'''

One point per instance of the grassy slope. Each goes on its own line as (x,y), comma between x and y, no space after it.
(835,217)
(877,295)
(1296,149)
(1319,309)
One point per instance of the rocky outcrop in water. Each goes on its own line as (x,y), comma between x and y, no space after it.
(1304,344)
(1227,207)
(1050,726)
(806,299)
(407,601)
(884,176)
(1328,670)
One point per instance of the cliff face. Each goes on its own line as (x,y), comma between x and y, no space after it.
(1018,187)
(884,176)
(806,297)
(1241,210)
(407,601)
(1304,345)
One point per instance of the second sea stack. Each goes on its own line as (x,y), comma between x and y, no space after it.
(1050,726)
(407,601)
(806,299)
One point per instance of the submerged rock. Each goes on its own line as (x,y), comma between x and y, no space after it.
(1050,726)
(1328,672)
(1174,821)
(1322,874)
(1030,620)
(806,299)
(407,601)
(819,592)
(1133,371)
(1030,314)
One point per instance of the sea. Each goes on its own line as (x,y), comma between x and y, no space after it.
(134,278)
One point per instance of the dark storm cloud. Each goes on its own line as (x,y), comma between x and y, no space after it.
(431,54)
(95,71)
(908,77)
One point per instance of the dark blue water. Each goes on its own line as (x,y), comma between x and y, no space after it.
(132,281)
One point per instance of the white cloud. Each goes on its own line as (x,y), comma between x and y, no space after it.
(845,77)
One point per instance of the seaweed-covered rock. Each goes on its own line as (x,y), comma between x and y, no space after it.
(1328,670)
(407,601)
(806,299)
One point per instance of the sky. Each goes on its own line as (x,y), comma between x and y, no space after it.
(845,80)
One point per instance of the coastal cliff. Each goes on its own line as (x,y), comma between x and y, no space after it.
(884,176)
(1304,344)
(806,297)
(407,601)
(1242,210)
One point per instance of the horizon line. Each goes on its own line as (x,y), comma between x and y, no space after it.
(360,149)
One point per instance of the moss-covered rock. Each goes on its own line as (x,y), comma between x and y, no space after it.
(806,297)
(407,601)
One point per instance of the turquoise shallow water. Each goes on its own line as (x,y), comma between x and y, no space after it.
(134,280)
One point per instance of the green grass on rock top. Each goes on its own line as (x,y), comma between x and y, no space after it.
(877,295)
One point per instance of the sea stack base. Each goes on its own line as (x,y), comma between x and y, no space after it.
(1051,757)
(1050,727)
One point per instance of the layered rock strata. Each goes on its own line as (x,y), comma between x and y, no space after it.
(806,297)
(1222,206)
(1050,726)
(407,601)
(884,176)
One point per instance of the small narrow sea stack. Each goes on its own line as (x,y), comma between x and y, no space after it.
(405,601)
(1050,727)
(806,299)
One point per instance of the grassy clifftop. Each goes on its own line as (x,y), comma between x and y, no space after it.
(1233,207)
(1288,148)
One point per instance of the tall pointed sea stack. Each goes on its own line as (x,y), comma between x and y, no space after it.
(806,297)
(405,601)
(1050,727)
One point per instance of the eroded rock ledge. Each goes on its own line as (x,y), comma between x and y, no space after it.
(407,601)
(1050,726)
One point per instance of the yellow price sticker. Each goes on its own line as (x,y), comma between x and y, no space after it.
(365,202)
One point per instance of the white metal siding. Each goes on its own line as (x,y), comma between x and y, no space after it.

'''

Put every line of the material above into a numbered list, dropping any blank lines.

> **Solution for this task**:
1. One point per instance of the grassy slope. Each goes on its own line as (x,y), comma between x and y, no space after it.
2. (835,217)
3. (877,295)
4. (1296,149)
5. (1319,309)
6. One point per instance of the rocky outcrop in water. Each goes on its own line as (x,y), comma between x and y, no space after it.
7. (1304,344)
8. (1227,207)
9. (1050,726)
10. (806,299)
11. (407,601)
12. (884,176)
13. (1328,670)
14. One point per instance of the cliff face. Each goes on its own line as (x,y), comma between x and y, no space after it.
15. (1018,187)
16. (884,176)
17. (806,297)
18. (1241,210)
19. (407,601)
20. (1304,345)
21. One point per instance of the second sea stack. Each goes on its own line as (x,y), comma between x and y, no space after it.
22. (1050,726)
23. (407,601)
24. (806,299)
25. One point per instance of the submerged rock. Each goes on its own line as (x,y), comma between x and y, no space after it.
26. (1050,726)
27. (1328,672)
28. (1174,821)
29. (1322,874)
30. (1030,620)
31. (806,299)
32. (407,601)
33. (819,592)
34. (1133,371)
35. (1030,314)
36. One point per instance of the sea. Each goes on its own line as (x,y), comma between x and y, no space after it.
37. (134,278)
38. One point per instance of the dark storm cloud. Each goes on its own line as (x,y), comma between x and y, no space after it.
39. (431,54)
40. (95,71)
41. (908,77)
42. One point per instance of the dark blue water. Each goes on its own line as (x,y), comma between x and y, no space after it.
43. (132,281)
44. One point per instance of the white cloud. Each goes on its own line as (x,y), comma between x and y, no space after it.
45. (845,77)
46. One point per instance of the seaweed-covered rock. Each goes on its own line as (x,y), comma between x and y, no space after it.
47. (1328,670)
48. (407,601)
49. (806,299)
50. One point per instance of the sky. Each goes on its own line as (x,y), comma between x and y, no space after it.
51. (845,80)
52. One point per instance of the coastal cliff. Each goes on its own line as (x,y), comma between x and y, no space after it.
53. (884,176)
54. (1304,344)
55. (806,297)
56. (407,601)
57. (1242,210)
58. One point per instance of the horizon line. Each goes on its own line as (x,y), comma between x and y, no space after it.
59. (360,149)
60. One point per instance of the moss-covered rock. Each goes on its own line as (x,y), comma between x and y, no space after it.
61. (806,297)
62. (407,601)
63. One point per instance of the turquoise shallow water. Each goes on its own line as (x,y), comma between x and y, no space after it.
64. (134,280)
65. One point per instance of the green grass on rock top. Each goes on its own line as (x,y), comma between x and y, no space after it.
66. (877,295)
67. One point per instance of the sea stack base. Each goes on its own line as (x,y), comma between x and y, no space after it.
68. (1051,757)
69. (1050,727)
70. One point per instance of the layered rock strata. Each goes on its own line as (x,y), comma between x and y, no space after it.
71. (806,297)
72. (1222,206)
73. (1050,726)
74. (407,601)
75. (884,176)
76. One point per instance of the small narrow sea stack. Each goes on its own line as (x,y), comma between x and y, no space after it.
77. (405,601)
78. (1050,727)
79. (806,299)
80. One point per instance of the grassy clifftop. Each goes on its own line as (x,y), comma between x and y, no space after it.
81. (1233,207)
82. (1288,148)
83. One point per instance of the tall pointed sea stack. Each goes on its own line as (x,y), comma between x and y, no space after it.
84. (806,297)
85. (405,601)
86. (1050,727)
87. One point per instance of the eroded rock ledge. Each goes on its own line as (x,y), comma between x and y, no space after it.
88. (407,601)
89. (1050,726)
90. One point per instance of the yellow price sticker. Each goes on its own line as (x,y), comma between x and y, no space after it.
91. (365,202)
92. One point per instance of the white metal siding. Each goes on its own line as (x,y), comma between x and y, no space after it.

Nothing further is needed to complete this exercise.